» **WHAT THE TASK REQUIRES**:
All of the material below is to be repeated exactly.

» **AVAILABLE RECORDS**:

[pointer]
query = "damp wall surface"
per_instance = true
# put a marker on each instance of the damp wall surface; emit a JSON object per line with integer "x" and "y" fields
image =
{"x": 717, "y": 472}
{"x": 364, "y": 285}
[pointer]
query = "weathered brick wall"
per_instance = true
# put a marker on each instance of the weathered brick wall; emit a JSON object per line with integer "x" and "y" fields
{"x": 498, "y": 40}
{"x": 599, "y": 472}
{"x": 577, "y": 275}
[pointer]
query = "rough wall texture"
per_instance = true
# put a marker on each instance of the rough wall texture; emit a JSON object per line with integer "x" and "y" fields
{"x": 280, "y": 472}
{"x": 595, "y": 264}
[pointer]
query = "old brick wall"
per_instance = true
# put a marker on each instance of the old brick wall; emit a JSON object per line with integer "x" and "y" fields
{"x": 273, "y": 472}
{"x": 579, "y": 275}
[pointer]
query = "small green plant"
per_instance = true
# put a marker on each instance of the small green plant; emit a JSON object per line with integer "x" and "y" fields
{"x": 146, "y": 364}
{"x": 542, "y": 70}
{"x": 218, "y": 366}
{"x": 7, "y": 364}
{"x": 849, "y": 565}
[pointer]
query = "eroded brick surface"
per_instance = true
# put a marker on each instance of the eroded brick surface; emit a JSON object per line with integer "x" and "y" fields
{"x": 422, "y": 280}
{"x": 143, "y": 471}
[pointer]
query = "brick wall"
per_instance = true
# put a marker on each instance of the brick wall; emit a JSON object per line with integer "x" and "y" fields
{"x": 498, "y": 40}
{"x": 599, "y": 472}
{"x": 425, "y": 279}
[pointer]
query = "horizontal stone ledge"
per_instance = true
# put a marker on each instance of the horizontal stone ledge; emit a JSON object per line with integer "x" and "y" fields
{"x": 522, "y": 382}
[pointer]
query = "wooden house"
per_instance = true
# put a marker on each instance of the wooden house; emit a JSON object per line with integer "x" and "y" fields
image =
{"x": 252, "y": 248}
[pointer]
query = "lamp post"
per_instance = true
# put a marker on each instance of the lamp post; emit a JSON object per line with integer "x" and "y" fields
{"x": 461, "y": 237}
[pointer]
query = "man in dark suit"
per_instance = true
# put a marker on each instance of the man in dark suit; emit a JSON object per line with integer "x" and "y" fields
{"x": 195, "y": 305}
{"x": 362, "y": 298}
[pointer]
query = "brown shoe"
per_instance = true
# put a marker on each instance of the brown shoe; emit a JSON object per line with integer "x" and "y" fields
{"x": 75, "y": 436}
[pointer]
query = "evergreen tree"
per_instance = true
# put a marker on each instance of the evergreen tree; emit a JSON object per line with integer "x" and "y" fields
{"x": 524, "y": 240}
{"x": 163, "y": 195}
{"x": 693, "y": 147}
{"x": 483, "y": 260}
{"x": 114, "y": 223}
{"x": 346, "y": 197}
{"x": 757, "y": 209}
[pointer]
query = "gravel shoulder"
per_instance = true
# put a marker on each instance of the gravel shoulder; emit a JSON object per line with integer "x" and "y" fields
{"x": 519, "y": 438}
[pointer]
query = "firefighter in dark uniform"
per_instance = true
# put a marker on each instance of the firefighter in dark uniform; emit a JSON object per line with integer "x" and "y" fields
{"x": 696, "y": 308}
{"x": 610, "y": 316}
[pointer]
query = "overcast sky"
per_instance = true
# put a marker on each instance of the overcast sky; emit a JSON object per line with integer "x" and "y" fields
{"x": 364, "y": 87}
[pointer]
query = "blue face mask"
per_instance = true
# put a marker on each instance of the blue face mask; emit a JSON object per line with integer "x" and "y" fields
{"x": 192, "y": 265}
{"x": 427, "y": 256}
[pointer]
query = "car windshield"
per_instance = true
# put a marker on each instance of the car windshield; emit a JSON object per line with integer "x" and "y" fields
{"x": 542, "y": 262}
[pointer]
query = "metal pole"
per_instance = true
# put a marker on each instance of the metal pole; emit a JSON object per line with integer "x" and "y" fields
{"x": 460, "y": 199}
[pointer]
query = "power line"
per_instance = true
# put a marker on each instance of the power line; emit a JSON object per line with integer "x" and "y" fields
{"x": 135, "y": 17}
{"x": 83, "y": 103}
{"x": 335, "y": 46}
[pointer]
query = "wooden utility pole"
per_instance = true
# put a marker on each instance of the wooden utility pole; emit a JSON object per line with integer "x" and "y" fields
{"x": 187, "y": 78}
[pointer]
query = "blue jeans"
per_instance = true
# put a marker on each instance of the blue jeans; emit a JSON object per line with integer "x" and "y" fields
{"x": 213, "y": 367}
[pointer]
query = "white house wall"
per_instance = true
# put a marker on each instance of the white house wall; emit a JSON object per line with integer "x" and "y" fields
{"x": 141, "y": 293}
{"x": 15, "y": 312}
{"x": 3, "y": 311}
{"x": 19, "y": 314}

» **SOLUTION TO THE PROBLEM**:
[pointer]
query = "damp wall surface"
per_instance = true
# put a marker on each instance of the damp wall surface; emit a JSON object per line with integer "x" and "y" fields
image =
{"x": 717, "y": 472}
{"x": 364, "y": 285}
[pointer]
query = "weathered brick wall"
per_instance = true
# put a marker on each instance of the weathered brick wall; emit a JSON object per line with integer "x" and "y" fields
{"x": 498, "y": 40}
{"x": 599, "y": 472}
{"x": 577, "y": 275}
[pointer]
query = "rough wall texture"
per_instance = true
# put a marker on each instance of the rough wall texture; emit a JSON object per line with integer "x" and "y" fields
{"x": 280, "y": 472}
{"x": 595, "y": 264}
[pointer]
query = "old brick wall"
per_instance = true
# put a marker on each instance of the old brick wall; emit a JSON object per line with integer "x" and "y" fields
{"x": 273, "y": 472}
{"x": 579, "y": 275}
[pointer]
query = "small green plant"
per_instance = true
# put a marker on each instance of the small green plant; emit a JSON object per line with integer "x" and "y" fields
{"x": 146, "y": 364}
{"x": 542, "y": 70}
{"x": 218, "y": 366}
{"x": 7, "y": 364}
{"x": 849, "y": 565}
[pointer]
query = "eroded brick surface"
per_instance = true
# put a marker on each instance of the eroded brick surface; emit a JSON object per line with integer "x" and "y" fields
{"x": 422, "y": 280}
{"x": 143, "y": 471}
[pointer]
query = "brick wall"
per_instance = true
# put a marker on each instance of the brick wall; emit a JSON object per line with integer "x" and "y" fields
{"x": 498, "y": 40}
{"x": 599, "y": 472}
{"x": 425, "y": 279}
[pointer]
query = "horizontal stone ledge"
per_instance = true
# put a marker on each instance of the horizontal stone ledge; emit a JSON object per line with integer "x" and "y" fields
{"x": 522, "y": 382}
[pointer]
query = "wooden house"
per_instance = true
# put a marker on each instance of the wooden house; emit a JSON object per line with integer "x" and "y" fields
image =
{"x": 252, "y": 248}
[pointer]
query = "lamp post"
per_instance = true
# put a marker on each instance of the lamp post; emit a JSON object per line with integer "x" and "y" fields
{"x": 461, "y": 237}
[pointer]
query = "man in dark suit"
per_instance = true
# put a marker on each instance of the man in dark suit; emit a JSON object per line with integer "x" and "y" fields
{"x": 195, "y": 305}
{"x": 362, "y": 298}
[pointer]
query = "brown shoe"
per_instance = true
# put a marker on each instance of the brown shoe; emit a JSON object per line with integer "x" and "y" fields
{"x": 75, "y": 436}
[pointer]
query = "evergreen tree"
per_instance = true
# put a marker on each instance of the evergreen tree; emit a JSON object per line with integer "x" and "y" fields
{"x": 524, "y": 240}
{"x": 163, "y": 195}
{"x": 693, "y": 147}
{"x": 483, "y": 260}
{"x": 114, "y": 223}
{"x": 346, "y": 197}
{"x": 757, "y": 209}
[pointer]
query = "gravel shoulder"
per_instance = true
# put a marker on each instance of the gravel shoulder; emit a JSON object per line with integer "x" and "y" fields
{"x": 519, "y": 438}
[pointer]
query = "firefighter in dark uniform"
per_instance = true
# put a marker on each instance of the firefighter in dark uniform; emit a JSON object per line with integer "x" and "y" fields
{"x": 696, "y": 308}
{"x": 610, "y": 316}
[pointer]
query = "overcast sky"
per_instance = true
# put a marker on each instance of the overcast sky; emit a JSON object per line with integer "x" and "y" fields
{"x": 364, "y": 87}
[pointer]
query = "blue face mask"
per_instance = true
# put a marker on each instance of the blue face mask; emit a JSON object per line with integer "x" and "y" fields
{"x": 192, "y": 265}
{"x": 427, "y": 256}
[pointer]
query = "car windshield"
per_instance = true
# put a marker on each instance of the car windshield; emit a JSON object per line with integer "x" and "y" fields
{"x": 542, "y": 262}
[pointer]
query = "metal pole"
per_instance = true
# put a marker on each instance of the metal pole; emit a JSON object per line with integer "x" and "y" fields
{"x": 460, "y": 199}
[pointer]
query = "power line"
per_instance = true
# put a marker on each instance of the power line; emit a JSON object per line with integer "x" and "y" fields
{"x": 135, "y": 17}
{"x": 83, "y": 103}
{"x": 335, "y": 46}
[pointer]
query = "wooden utility pole"
per_instance = true
# put a marker on each instance of the wooden utility pole; emit a JSON object per line with integer "x" and "y" fields
{"x": 187, "y": 78}
[pointer]
query = "blue jeans"
per_instance = true
# put a marker on each instance of the blue jeans; emit a JSON object per line with integer "x" and "y" fields
{"x": 213, "y": 367}
[pointer]
query = "white house wall"
per_instance = true
# put a marker on each instance of the white house wall; emit a JSON object per line with integer "x" and "y" fields
{"x": 141, "y": 293}
{"x": 15, "y": 312}
{"x": 3, "y": 311}
{"x": 19, "y": 314}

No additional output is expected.